Given data –

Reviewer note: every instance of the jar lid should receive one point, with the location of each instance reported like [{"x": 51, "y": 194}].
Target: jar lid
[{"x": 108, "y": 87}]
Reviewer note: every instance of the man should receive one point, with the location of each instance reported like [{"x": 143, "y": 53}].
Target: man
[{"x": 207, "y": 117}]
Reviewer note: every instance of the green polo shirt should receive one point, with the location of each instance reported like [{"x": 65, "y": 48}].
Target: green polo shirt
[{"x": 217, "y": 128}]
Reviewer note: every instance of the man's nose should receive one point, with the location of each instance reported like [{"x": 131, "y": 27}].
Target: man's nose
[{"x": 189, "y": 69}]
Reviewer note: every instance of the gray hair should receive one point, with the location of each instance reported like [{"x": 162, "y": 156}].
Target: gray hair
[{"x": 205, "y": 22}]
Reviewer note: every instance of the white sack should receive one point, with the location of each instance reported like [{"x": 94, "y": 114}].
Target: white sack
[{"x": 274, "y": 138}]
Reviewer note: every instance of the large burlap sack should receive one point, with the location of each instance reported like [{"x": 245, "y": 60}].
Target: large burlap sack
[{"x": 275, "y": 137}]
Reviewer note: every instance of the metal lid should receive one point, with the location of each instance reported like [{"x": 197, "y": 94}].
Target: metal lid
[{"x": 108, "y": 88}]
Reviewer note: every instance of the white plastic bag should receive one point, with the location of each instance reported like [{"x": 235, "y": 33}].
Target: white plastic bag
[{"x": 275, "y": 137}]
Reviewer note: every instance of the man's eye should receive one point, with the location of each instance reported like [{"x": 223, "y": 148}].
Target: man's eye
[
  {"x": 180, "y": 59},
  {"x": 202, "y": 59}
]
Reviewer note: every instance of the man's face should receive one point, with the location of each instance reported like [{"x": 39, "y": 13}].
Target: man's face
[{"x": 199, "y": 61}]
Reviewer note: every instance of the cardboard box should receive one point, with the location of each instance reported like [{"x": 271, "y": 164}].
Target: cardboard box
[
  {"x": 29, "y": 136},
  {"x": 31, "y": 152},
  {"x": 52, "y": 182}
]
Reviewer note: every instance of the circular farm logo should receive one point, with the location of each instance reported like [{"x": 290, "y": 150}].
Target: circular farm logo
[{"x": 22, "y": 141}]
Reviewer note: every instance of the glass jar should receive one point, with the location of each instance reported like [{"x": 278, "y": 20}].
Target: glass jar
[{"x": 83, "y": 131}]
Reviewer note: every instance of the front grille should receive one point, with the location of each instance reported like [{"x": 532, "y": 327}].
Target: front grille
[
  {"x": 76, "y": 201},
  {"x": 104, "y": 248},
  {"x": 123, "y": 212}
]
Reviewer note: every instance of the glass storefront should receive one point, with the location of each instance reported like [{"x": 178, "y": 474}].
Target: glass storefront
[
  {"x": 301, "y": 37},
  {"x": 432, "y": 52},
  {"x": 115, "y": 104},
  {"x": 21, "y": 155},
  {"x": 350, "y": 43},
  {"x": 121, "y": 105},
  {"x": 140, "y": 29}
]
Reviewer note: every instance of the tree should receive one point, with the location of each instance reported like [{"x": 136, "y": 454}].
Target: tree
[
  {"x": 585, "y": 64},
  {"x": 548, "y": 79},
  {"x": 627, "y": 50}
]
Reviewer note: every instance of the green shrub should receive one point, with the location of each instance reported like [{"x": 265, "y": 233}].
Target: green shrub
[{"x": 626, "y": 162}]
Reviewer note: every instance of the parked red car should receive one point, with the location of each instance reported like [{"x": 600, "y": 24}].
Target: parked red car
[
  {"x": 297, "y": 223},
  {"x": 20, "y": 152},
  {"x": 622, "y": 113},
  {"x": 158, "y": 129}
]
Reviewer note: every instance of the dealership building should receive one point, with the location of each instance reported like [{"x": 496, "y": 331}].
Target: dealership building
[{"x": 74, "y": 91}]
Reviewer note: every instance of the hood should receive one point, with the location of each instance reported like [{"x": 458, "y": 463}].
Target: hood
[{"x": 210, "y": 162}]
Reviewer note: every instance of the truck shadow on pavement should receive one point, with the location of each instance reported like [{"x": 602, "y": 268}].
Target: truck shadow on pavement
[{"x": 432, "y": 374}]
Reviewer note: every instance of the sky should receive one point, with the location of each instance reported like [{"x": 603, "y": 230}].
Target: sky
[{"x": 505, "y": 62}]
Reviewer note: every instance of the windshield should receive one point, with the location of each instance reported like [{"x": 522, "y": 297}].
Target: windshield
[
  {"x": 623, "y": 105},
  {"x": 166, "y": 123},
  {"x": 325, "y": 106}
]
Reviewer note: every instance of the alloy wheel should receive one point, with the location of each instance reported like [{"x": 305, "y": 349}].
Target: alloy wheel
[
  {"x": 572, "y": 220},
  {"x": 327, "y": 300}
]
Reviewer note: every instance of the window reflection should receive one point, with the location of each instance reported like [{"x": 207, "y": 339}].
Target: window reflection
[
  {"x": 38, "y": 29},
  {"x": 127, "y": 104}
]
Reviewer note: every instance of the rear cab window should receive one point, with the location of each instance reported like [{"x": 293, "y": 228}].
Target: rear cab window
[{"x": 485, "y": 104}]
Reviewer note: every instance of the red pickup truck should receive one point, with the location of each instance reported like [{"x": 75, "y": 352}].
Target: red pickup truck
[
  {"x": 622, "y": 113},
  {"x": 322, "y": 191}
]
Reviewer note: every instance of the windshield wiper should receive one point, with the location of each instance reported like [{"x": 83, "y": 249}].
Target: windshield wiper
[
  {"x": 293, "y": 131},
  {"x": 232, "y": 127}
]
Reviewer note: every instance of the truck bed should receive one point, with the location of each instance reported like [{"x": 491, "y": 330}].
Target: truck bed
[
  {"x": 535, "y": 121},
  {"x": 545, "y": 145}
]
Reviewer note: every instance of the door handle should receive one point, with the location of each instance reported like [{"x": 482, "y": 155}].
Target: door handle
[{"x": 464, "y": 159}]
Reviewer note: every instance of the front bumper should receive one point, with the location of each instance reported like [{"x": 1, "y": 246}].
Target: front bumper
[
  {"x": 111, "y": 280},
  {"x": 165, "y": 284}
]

The problem – Print all of the entries again, exactly as written.

Solution below –
Reviewer note: every instance of the jar lid should receive one point, with the location of each instance reported like [{"x": 51, "y": 194}].
Target: jar lid
[{"x": 108, "y": 87}]
Reviewer note: every instance of the man should receive one point, with the location of each instance reported like [{"x": 143, "y": 53}].
Target: man
[{"x": 207, "y": 117}]
Reviewer note: every instance of the green polo shirt should receive one point, with the location of each instance reported like [{"x": 65, "y": 48}].
Target: green polo shirt
[{"x": 217, "y": 128}]
Reviewer note: every instance of the man's nose should receive one point, with the location of each instance reported like [{"x": 131, "y": 27}].
Target: man's nose
[{"x": 189, "y": 69}]
Reviewer note: every instance of the gray hair should receive one point, with the location of each instance reported like [{"x": 162, "y": 156}].
Target: gray hair
[{"x": 205, "y": 22}]
Reviewer note: every instance of the white sack should receive one point, with the location of each instance reported like [{"x": 94, "y": 114}].
Target: white sack
[{"x": 274, "y": 138}]
Reviewer note: every instance of the large burlap sack should receive one point, with the location of each instance reported like [{"x": 245, "y": 60}].
Target: large burlap sack
[{"x": 275, "y": 137}]
Reviewer note: every instance of the metal lid should receive one point, with the location of each instance reported like [{"x": 197, "y": 94}].
Target: metal lid
[{"x": 108, "y": 88}]
Reviewer note: every instance of the white plastic bag should receive one point, with the location of each instance reported like [{"x": 235, "y": 33}].
Target: white plastic bag
[{"x": 275, "y": 137}]
Reviewer note: every instance of the man's eye should receive one point, with the location of each instance reported like [{"x": 223, "y": 148}].
Target: man's eye
[
  {"x": 180, "y": 59},
  {"x": 202, "y": 59}
]
Reviewer note: every instance of the man's face should receive one point, with the location of each instance reported like [{"x": 39, "y": 13}].
Target: man's face
[{"x": 199, "y": 61}]
Reviewer note: every instance of the cardboard box should receive one point, with the location of each instance reported like [{"x": 271, "y": 164}].
Target: cardboard box
[
  {"x": 29, "y": 136},
  {"x": 31, "y": 152},
  {"x": 52, "y": 182}
]
Reviewer note: every instance of the circular farm logo should receive one point, with the location of each instance reported like [{"x": 290, "y": 150}].
Target: circular farm logo
[{"x": 22, "y": 141}]
Reviewer note: every instance of the glass jar should receive one point, with the location of each instance reported like [{"x": 278, "y": 20}].
Target: glass jar
[{"x": 83, "y": 131}]
Reviewer note: every instance of the front grille should receive one point, with the location of each instance reported like [{"x": 532, "y": 327}].
Target: front grille
[
  {"x": 76, "y": 201},
  {"x": 104, "y": 248},
  {"x": 123, "y": 212}
]
Reviewer note: every instance of the glass storefront should receive one point, with the location of each instance reported like [{"x": 178, "y": 474}].
Target: glass storefront
[
  {"x": 301, "y": 37},
  {"x": 432, "y": 52},
  {"x": 115, "y": 104},
  {"x": 21, "y": 155},
  {"x": 350, "y": 43},
  {"x": 121, "y": 105},
  {"x": 140, "y": 29}
]
Reviewer note: every instance of the tree should receive one point, with the location of each instance reported like [{"x": 136, "y": 454}].
Target: tree
[
  {"x": 585, "y": 64},
  {"x": 548, "y": 79},
  {"x": 627, "y": 50}
]
Reviewer note: every instance of the green shrub should receive one point, with the location of each instance reported like [{"x": 265, "y": 233}].
Target: green shrub
[{"x": 626, "y": 162}]
Reviewer note: every instance of the parked red car should receive one point, with the location of each instance reported like [{"x": 600, "y": 24}].
Target: parked red car
[
  {"x": 297, "y": 223},
  {"x": 20, "y": 152},
  {"x": 622, "y": 113},
  {"x": 158, "y": 129}
]
Reviewer note: every instance of the dealership building should receive one point, with the location of each instance reported like [{"x": 496, "y": 331}].
Target: dealership building
[{"x": 74, "y": 91}]
Reviewer note: every instance of the hood should receive one point, with the location of each instance reported like [{"x": 458, "y": 463}].
Target: hood
[{"x": 210, "y": 162}]
Reviewer note: every instance of the truck shadow on pavement should receive one point, with the location of each instance reported like [{"x": 602, "y": 268}].
Target: truck shadow on pavement
[{"x": 432, "y": 374}]
Reviewer note: every instance of the sky should receive one point, with the location of each instance reported like [{"x": 603, "y": 230}].
Target: sky
[{"x": 505, "y": 62}]
Reviewer note: every instance of the windshield should receive one point, with the location of each instance reported like [{"x": 522, "y": 297}].
Target: windshield
[
  {"x": 623, "y": 105},
  {"x": 166, "y": 123},
  {"x": 325, "y": 106}
]
Reviewer note: every instance of the alloy wheel should receive one point, with the location of each instance reported like [{"x": 305, "y": 349}].
Target: alloy wheel
[
  {"x": 572, "y": 220},
  {"x": 327, "y": 300}
]
Reviewer note: every instance of the window reflection should receive one point, with the location of each instance reported like [{"x": 207, "y": 339}].
Target: window reflection
[
  {"x": 38, "y": 29},
  {"x": 127, "y": 104}
]
Reviewer note: every instance of the rear cab window should receive one point, with the location of each instance reported like [{"x": 293, "y": 228}].
Target: rear cab window
[{"x": 485, "y": 104}]
Reviewer note: every instance of the red pickup truck should receive one point, with the location of each instance reported like [{"x": 75, "y": 352}].
Target: red pickup truck
[
  {"x": 622, "y": 113},
  {"x": 322, "y": 191}
]
Reviewer note: every instance of the windshield wiper should receive one point, with the location of each instance reported like [{"x": 83, "y": 249}].
Target: windshield wiper
[
  {"x": 293, "y": 131},
  {"x": 232, "y": 127}
]
Reviewer note: every instance of the truck bed should receive one point, with the location of each instance reported like [{"x": 491, "y": 330}].
Target: truck bed
[
  {"x": 535, "y": 121},
  {"x": 545, "y": 145}
]
Reviewer note: every instance of the door handle should receive one point, with the location of each instance reported like [{"x": 482, "y": 155}].
Target: door handle
[{"x": 464, "y": 159}]
Reviewer note: every instance of the front bumper should receive one point, with the location of each instance reported like [{"x": 1, "y": 246}].
Target: front bumper
[
  {"x": 111, "y": 280},
  {"x": 165, "y": 284}
]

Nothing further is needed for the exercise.